Provided records START

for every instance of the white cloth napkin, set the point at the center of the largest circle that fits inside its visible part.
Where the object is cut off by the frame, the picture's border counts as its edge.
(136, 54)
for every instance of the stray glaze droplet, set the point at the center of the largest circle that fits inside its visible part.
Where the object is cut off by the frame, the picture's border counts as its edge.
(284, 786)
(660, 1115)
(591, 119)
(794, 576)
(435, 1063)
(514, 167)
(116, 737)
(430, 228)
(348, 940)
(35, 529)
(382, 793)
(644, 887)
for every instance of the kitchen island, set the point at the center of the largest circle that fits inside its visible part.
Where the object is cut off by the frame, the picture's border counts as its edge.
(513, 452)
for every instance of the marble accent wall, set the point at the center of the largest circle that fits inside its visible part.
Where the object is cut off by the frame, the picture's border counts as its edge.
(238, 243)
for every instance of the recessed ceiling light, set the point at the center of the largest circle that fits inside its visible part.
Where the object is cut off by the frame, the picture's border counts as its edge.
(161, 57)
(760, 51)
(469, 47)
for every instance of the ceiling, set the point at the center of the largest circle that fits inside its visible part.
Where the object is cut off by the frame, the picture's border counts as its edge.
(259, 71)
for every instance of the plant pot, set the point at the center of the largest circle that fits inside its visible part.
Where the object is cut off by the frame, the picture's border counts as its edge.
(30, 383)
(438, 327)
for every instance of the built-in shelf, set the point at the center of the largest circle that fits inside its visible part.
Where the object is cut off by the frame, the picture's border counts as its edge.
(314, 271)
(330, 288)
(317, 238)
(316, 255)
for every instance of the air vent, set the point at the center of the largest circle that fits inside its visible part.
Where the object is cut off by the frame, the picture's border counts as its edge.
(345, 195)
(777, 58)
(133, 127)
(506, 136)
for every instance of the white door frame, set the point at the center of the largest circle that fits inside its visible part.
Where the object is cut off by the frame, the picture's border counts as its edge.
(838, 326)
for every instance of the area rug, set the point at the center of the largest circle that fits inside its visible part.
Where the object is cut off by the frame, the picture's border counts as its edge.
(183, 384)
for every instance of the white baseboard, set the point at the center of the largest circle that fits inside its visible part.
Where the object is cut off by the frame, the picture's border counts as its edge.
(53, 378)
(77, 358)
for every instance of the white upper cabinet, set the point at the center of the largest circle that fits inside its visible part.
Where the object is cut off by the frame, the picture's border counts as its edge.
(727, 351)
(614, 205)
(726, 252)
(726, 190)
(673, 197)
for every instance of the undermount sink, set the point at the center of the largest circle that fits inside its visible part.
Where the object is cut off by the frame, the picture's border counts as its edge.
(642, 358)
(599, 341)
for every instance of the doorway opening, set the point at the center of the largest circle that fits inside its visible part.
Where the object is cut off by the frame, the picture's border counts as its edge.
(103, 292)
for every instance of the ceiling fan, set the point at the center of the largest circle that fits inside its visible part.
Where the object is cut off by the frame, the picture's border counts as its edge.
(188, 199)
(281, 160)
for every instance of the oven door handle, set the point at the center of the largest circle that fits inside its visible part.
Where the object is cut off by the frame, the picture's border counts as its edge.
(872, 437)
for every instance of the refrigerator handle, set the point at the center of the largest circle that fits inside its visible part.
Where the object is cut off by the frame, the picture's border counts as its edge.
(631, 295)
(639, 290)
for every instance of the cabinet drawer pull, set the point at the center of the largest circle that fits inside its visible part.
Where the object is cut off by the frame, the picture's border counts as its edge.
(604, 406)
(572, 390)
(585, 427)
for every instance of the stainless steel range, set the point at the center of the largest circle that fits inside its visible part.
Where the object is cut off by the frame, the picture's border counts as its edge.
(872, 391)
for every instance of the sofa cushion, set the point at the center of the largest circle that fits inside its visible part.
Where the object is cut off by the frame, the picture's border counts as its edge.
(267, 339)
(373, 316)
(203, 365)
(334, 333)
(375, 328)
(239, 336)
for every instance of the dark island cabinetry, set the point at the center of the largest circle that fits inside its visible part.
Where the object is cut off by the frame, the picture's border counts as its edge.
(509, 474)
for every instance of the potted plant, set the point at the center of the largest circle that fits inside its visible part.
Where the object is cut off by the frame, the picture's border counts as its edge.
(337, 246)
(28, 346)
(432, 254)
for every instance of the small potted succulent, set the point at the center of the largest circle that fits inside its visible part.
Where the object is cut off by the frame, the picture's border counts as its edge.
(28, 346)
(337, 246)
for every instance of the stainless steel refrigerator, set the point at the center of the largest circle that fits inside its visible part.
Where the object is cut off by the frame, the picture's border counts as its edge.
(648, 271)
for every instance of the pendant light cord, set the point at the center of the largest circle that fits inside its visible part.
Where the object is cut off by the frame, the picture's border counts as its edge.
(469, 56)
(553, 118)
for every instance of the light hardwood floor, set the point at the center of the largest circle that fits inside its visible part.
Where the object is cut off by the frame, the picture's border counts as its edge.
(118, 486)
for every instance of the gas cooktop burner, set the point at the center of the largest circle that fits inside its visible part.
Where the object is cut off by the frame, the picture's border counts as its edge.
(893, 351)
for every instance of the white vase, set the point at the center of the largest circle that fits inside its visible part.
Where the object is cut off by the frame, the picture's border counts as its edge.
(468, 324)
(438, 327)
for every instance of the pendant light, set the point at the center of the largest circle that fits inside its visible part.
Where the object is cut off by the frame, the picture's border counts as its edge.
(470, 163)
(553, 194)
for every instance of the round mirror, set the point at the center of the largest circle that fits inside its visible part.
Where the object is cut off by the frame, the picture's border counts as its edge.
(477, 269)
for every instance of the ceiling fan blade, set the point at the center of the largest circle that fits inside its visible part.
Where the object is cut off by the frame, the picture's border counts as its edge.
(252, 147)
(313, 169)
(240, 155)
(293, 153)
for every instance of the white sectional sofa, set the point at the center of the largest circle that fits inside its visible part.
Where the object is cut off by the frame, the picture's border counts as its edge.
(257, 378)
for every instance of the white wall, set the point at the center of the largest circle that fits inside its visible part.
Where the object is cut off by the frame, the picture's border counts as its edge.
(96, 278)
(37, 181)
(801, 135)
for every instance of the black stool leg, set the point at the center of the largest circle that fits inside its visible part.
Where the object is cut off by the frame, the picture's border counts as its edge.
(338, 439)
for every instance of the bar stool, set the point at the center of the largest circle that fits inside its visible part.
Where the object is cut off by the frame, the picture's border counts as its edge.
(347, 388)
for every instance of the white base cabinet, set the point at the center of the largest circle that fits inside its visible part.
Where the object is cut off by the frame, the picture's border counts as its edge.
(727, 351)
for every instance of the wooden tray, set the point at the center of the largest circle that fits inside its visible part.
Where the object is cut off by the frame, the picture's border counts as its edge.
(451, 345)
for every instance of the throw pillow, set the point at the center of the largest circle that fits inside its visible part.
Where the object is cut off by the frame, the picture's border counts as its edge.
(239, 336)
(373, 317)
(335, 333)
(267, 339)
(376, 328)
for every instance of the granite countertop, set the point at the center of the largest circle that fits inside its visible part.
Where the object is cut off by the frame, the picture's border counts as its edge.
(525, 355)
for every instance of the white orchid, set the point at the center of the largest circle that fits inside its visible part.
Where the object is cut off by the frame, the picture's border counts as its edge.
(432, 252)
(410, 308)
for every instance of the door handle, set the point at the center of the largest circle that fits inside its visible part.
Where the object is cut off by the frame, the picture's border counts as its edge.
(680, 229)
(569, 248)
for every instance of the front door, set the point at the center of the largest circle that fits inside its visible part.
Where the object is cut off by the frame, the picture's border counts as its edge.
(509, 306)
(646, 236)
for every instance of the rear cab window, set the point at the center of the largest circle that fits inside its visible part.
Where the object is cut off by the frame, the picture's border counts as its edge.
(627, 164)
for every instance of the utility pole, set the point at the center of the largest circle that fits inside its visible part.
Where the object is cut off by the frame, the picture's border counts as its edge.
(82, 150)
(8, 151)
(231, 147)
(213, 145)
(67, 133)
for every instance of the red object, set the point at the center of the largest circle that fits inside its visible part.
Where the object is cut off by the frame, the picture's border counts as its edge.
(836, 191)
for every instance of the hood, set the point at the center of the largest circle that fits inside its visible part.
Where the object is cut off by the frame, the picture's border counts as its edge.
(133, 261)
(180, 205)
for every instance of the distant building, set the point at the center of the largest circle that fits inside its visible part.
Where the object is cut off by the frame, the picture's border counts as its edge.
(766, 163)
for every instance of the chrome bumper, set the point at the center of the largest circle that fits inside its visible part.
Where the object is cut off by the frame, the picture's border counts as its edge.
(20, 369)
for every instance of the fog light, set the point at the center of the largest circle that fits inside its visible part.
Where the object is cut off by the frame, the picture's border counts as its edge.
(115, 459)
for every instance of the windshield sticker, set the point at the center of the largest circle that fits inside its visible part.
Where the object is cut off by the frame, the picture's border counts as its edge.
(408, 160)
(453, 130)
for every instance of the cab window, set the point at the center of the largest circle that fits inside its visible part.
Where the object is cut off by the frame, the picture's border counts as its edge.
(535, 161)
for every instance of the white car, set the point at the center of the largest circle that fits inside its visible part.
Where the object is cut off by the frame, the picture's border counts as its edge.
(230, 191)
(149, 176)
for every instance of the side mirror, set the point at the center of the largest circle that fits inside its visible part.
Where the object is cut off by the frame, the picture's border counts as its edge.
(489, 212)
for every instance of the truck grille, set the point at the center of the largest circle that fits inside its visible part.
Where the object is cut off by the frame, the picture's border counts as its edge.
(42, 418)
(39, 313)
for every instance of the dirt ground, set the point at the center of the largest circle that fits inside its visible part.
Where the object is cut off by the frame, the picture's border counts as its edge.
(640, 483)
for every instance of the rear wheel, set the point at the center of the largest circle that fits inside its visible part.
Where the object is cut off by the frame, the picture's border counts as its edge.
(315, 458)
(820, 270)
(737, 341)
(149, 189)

Provided records END

● Problem to work on
The answer must consist of each line in the entries above that includes "island".

● Reply to the exercise
for every instance of the kitchen island, set the point at the center of the largest circle that fits inside its visible part.
for every instance of the dark island cabinetry, set the point at the center of the largest circle that fits inside its visible part.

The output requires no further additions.